**TASK DATA**.
# # #

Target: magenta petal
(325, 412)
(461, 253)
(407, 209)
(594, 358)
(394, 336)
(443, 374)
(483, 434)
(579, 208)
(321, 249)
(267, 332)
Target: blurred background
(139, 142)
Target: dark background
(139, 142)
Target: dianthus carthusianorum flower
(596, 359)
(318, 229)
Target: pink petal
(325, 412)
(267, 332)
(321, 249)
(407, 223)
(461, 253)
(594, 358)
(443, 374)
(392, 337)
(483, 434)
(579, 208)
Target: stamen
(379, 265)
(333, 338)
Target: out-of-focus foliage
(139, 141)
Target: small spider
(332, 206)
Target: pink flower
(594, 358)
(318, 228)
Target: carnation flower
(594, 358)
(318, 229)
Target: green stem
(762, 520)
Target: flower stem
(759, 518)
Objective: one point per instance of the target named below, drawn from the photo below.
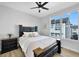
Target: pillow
(28, 34)
(35, 34)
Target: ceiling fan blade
(44, 3)
(37, 3)
(34, 7)
(45, 8)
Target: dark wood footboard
(50, 51)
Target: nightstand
(8, 44)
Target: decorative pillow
(35, 34)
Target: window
(67, 27)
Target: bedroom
(13, 14)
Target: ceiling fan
(40, 5)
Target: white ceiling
(25, 7)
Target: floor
(19, 53)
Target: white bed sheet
(28, 44)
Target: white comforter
(28, 44)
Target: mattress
(28, 44)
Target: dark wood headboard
(26, 29)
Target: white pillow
(35, 34)
(28, 34)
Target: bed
(28, 44)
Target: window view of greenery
(65, 26)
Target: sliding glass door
(65, 26)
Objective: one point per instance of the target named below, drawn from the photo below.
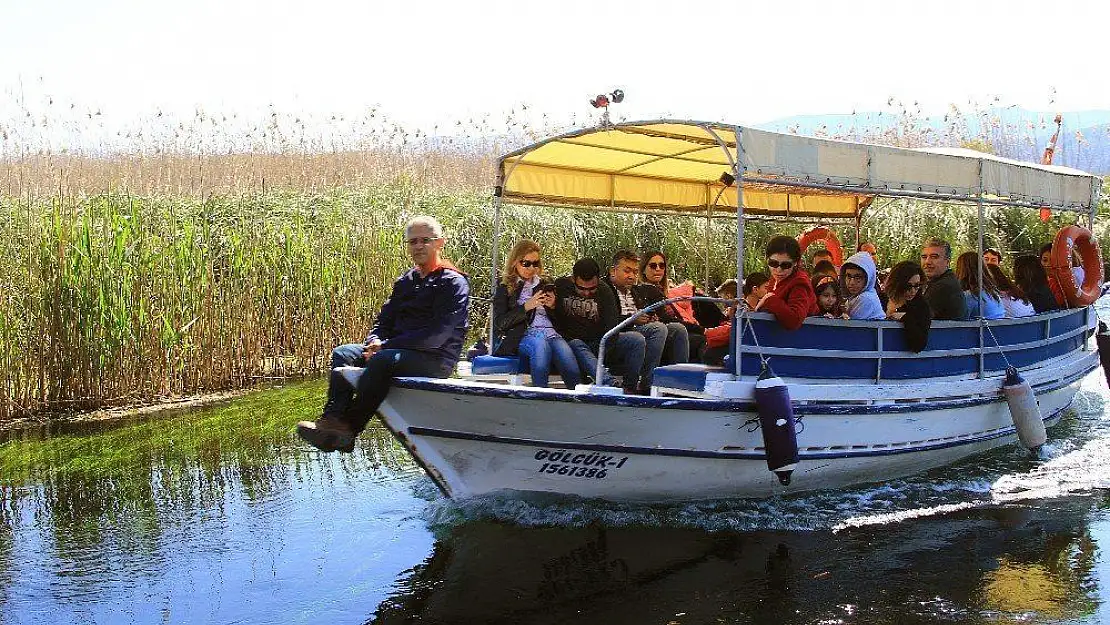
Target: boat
(864, 407)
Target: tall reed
(192, 261)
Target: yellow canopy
(676, 167)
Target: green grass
(113, 299)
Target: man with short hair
(944, 292)
(821, 255)
(585, 310)
(419, 332)
(623, 276)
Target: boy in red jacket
(791, 300)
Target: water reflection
(220, 515)
(192, 510)
(969, 567)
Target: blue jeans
(537, 352)
(357, 405)
(678, 341)
(626, 346)
(655, 338)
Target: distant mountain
(1015, 132)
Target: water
(220, 515)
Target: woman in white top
(521, 314)
(1013, 300)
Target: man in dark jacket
(420, 332)
(585, 310)
(622, 281)
(944, 292)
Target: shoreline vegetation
(187, 269)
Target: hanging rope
(997, 344)
(764, 361)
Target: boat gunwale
(716, 404)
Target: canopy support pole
(708, 234)
(738, 172)
(982, 319)
(497, 191)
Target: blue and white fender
(1023, 411)
(776, 421)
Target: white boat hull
(475, 439)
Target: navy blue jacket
(426, 314)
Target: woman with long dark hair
(906, 304)
(967, 272)
(1029, 275)
(1013, 299)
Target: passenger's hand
(371, 348)
(535, 301)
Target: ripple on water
(1077, 461)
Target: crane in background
(1047, 158)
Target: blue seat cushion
(493, 365)
(687, 376)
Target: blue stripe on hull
(712, 454)
(702, 404)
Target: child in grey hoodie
(858, 279)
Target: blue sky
(433, 62)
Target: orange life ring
(826, 235)
(1078, 238)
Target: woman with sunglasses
(678, 316)
(902, 289)
(521, 315)
(791, 299)
(967, 272)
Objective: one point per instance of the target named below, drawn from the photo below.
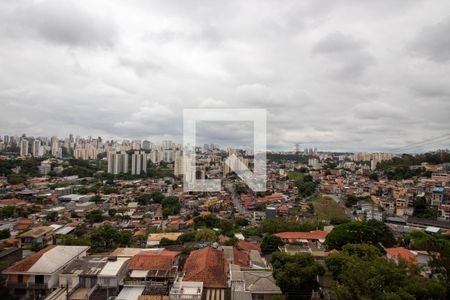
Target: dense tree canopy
(270, 244)
(108, 237)
(358, 232)
(362, 273)
(171, 206)
(296, 275)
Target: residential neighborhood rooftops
(153, 260)
(37, 232)
(311, 235)
(209, 266)
(48, 260)
(401, 253)
(112, 268)
(261, 282)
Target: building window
(39, 279)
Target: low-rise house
(208, 265)
(113, 273)
(154, 265)
(154, 238)
(400, 253)
(302, 237)
(81, 275)
(39, 236)
(38, 274)
(182, 290)
(252, 285)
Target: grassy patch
(326, 208)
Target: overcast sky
(336, 75)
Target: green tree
(112, 212)
(296, 275)
(170, 206)
(108, 237)
(144, 199)
(80, 230)
(16, 178)
(358, 232)
(270, 243)
(52, 216)
(94, 216)
(231, 241)
(362, 273)
(187, 237)
(4, 234)
(205, 235)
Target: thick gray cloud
(433, 41)
(337, 75)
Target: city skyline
(343, 76)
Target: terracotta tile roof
(153, 260)
(153, 297)
(37, 232)
(240, 257)
(208, 265)
(223, 238)
(139, 232)
(312, 235)
(22, 224)
(25, 264)
(244, 245)
(16, 202)
(401, 253)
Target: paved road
(347, 211)
(235, 197)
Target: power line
(429, 140)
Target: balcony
(37, 286)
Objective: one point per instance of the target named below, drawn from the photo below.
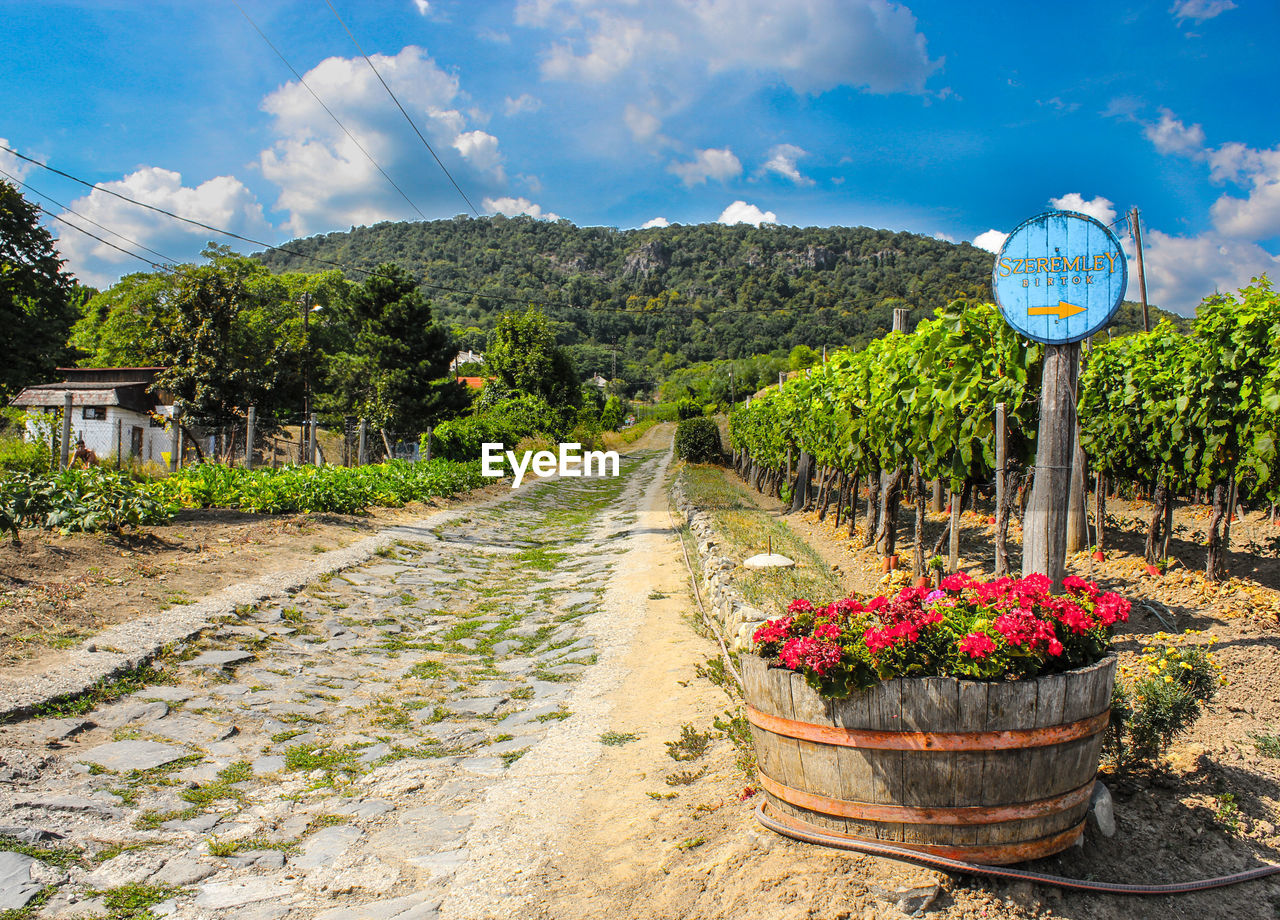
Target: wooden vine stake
(1045, 530)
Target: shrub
(967, 628)
(698, 440)
(503, 422)
(688, 408)
(1160, 697)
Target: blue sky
(932, 117)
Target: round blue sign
(1059, 277)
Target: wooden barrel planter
(983, 772)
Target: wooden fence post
(65, 447)
(248, 436)
(954, 547)
(174, 439)
(1045, 530)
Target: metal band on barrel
(997, 854)
(918, 814)
(929, 741)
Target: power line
(499, 298)
(407, 118)
(90, 220)
(359, 145)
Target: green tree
(37, 298)
(394, 370)
(524, 356)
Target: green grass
(245, 845)
(135, 901)
(690, 745)
(104, 691)
(745, 530)
(618, 738)
(1266, 745)
(50, 855)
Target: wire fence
(156, 442)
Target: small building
(113, 410)
(467, 357)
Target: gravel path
(392, 741)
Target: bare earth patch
(58, 590)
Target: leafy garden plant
(1160, 696)
(965, 628)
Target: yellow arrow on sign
(1063, 310)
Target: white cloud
(12, 164)
(1100, 209)
(1183, 270)
(812, 45)
(782, 160)
(991, 241)
(480, 149)
(223, 201)
(327, 182)
(1200, 10)
(708, 164)
(1256, 216)
(643, 124)
(521, 104)
(513, 207)
(1171, 136)
(1253, 216)
(741, 213)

# # #

Print the line containing "Target: round blue sign" and every line after it to the end of the records above, exactly as written, and nothing else.

**CORRECT OUTPUT**.
Target: round blue sign
(1059, 277)
Target: wooden barrel planter
(983, 772)
Target: wooden fence post
(65, 447)
(248, 436)
(954, 547)
(174, 439)
(1045, 530)
Target: metal band on barrel
(997, 854)
(918, 814)
(929, 741)
Target: power line
(499, 298)
(407, 118)
(90, 220)
(359, 145)
Target: green tree
(37, 298)
(394, 370)
(524, 356)
Target: green grass
(245, 845)
(135, 901)
(690, 745)
(104, 691)
(745, 530)
(618, 738)
(1266, 745)
(50, 855)
Target: wire fence
(156, 442)
Target: small building
(113, 410)
(467, 357)
Target: gravel path
(392, 741)
Target: bare earth patch
(58, 590)
Target: leafy garden plant
(1160, 696)
(965, 628)
Target: yellow arrow on sign
(1063, 310)
Target: white cloud
(12, 164)
(1100, 209)
(1183, 270)
(812, 45)
(782, 160)
(991, 241)
(480, 149)
(223, 201)
(327, 182)
(1200, 10)
(708, 164)
(1256, 216)
(643, 124)
(521, 104)
(513, 207)
(1171, 136)
(1253, 216)
(741, 213)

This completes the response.